## INFORMATION SHOWN
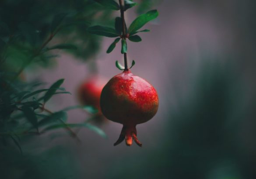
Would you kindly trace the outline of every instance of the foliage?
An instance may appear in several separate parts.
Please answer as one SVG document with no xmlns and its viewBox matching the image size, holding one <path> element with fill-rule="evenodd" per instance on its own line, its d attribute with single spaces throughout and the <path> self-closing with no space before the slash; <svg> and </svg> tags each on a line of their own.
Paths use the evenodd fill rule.
<svg viewBox="0 0 256 179">
<path fill-rule="evenodd" d="M 101 1 L 96 1 L 99 3 L 104 5 Z M 101 2 L 100 3 L 99 1 Z M 108 1 L 112 1 L 112 3 L 115 3 L 113 0 L 109 0 Z M 137 5 L 137 3 L 130 0 L 124 1 L 124 11 L 130 8 Z M 120 8 L 112 8 L 114 10 L 119 10 Z M 114 41 L 110 45 L 108 50 L 107 53 L 109 53 L 113 51 L 116 47 L 116 44 L 118 43 L 120 38 L 122 38 L 121 44 L 122 48 L 121 52 L 122 54 L 126 53 L 127 52 L 127 46 L 126 41 L 126 38 L 131 41 L 139 42 L 142 40 L 141 38 L 135 34 L 139 32 L 148 32 L 150 31 L 148 29 L 144 29 L 142 31 L 138 31 L 142 27 L 149 21 L 155 19 L 158 15 L 158 13 L 157 10 L 152 10 L 147 12 L 145 14 L 141 14 L 136 18 L 131 24 L 129 28 L 127 28 L 126 24 L 124 22 L 126 32 L 125 34 L 122 32 L 123 20 L 122 17 L 116 17 L 115 20 L 115 27 L 111 28 L 109 27 L 103 26 L 101 25 L 95 25 L 89 27 L 87 29 L 87 31 L 92 34 L 98 35 L 103 36 L 110 38 L 116 38 L 118 36 L 119 38 L 116 38 Z"/>
<path fill-rule="evenodd" d="M 132 0 L 124 1 L 124 10 L 136 5 L 141 7 Z M 40 81 L 25 82 L 22 75 L 29 65 L 32 68 L 50 65 L 59 56 L 56 49 L 64 50 L 84 61 L 91 58 L 99 48 L 101 38 L 91 34 L 117 38 L 107 50 L 110 53 L 122 38 L 120 17 L 116 18 L 115 27 L 108 27 L 112 22 L 112 10 L 119 9 L 119 4 L 113 0 L 0 2 L 0 146 L 9 146 L 11 142 L 22 153 L 20 144 L 25 137 L 35 136 L 60 128 L 65 129 L 78 141 L 74 127 L 85 127 L 106 137 L 101 129 L 87 122 L 67 123 L 68 110 L 83 109 L 91 113 L 93 118 L 97 112 L 93 107 L 67 107 L 54 112 L 45 108 L 53 96 L 71 94 L 62 87 L 64 79 L 45 88 Z M 148 13 L 153 14 L 154 17 L 148 14 L 142 15 L 132 23 L 130 30 L 126 28 L 127 32 L 130 31 L 131 41 L 141 41 L 139 36 L 134 35 L 149 31 L 135 31 L 157 16 L 155 10 Z M 122 39 L 121 41 L 122 52 L 126 53 L 126 41 Z M 133 61 L 132 66 L 134 64 Z"/>
</svg>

## GIVEN EXERCISE
List every line of the entries as a numbered list, skipping blank lines and leaving out the pictures.

## EXERCISE OUTPUT
1. Would you kindly trace the outline of every instance of the foliage?
2. An instance may appear in several separate parts.
3. Please answer as one SVG document with no xmlns and its viewBox matching the image size, holding one <path> element with fill-rule="evenodd" per instance on its own line, its d attribute with single spaces throughout and the <path> self-closing with no space before the slash; <svg> and </svg> tags each on a line of their own.
4. Paths use the evenodd fill rule.
5. <svg viewBox="0 0 256 179">
6. <path fill-rule="evenodd" d="M 101 1 L 96 1 L 99 3 L 104 5 Z M 101 2 L 100 3 L 99 1 Z M 108 1 L 112 1 L 112 3 L 115 3 L 113 0 L 109 0 Z M 137 5 L 137 3 L 130 0 L 124 1 L 124 11 L 130 8 Z M 120 8 L 112 8 L 114 10 L 119 10 Z M 114 41 L 110 45 L 108 50 L 107 53 L 109 53 L 113 51 L 116 47 L 116 44 L 118 43 L 120 38 L 122 38 L 121 44 L 122 48 L 121 52 L 122 54 L 126 53 L 127 52 L 127 46 L 126 41 L 126 38 L 131 41 L 139 42 L 142 40 L 141 38 L 135 34 L 139 32 L 148 32 L 150 31 L 148 29 L 144 29 L 142 31 L 138 31 L 142 27 L 149 21 L 155 19 L 158 15 L 158 13 L 157 10 L 152 10 L 147 12 L 145 14 L 141 14 L 136 18 L 131 24 L 129 28 L 127 28 L 126 24 L 124 22 L 126 32 L 125 34 L 122 32 L 123 20 L 122 17 L 116 17 L 115 20 L 115 27 L 111 28 L 109 27 L 103 26 L 101 25 L 95 25 L 89 27 L 87 29 L 87 31 L 92 34 L 98 35 L 103 36 L 110 38 L 116 38 L 118 36 L 119 38 L 116 38 Z"/>
7. <path fill-rule="evenodd" d="M 132 0 L 124 1 L 124 10 L 136 5 L 141 7 Z M 40 81 L 25 82 L 22 75 L 29 65 L 32 68 L 50 65 L 59 56 L 56 49 L 64 50 L 84 61 L 91 58 L 99 48 L 101 38 L 91 34 L 117 38 L 107 50 L 110 53 L 122 38 L 120 17 L 116 18 L 115 27 L 108 27 L 112 22 L 112 10 L 119 9 L 119 4 L 113 0 L 0 2 L 0 146 L 9 146 L 11 142 L 22 153 L 20 144 L 25 137 L 35 136 L 60 128 L 65 129 L 78 141 L 74 127 L 85 127 L 106 137 L 101 129 L 87 122 L 67 123 L 68 110 L 83 109 L 91 113 L 93 118 L 97 112 L 93 107 L 67 107 L 54 112 L 45 108 L 53 96 L 71 94 L 62 87 L 64 79 L 45 88 Z M 148 13 L 153 14 L 154 17 L 148 14 L 142 15 L 132 23 L 130 30 L 126 28 L 127 32 L 130 31 L 131 41 L 141 41 L 139 36 L 134 35 L 149 31 L 135 31 L 157 16 L 155 10 Z M 122 39 L 121 41 L 122 52 L 126 53 L 126 41 Z M 133 61 L 132 66 L 134 64 Z"/>
8. </svg>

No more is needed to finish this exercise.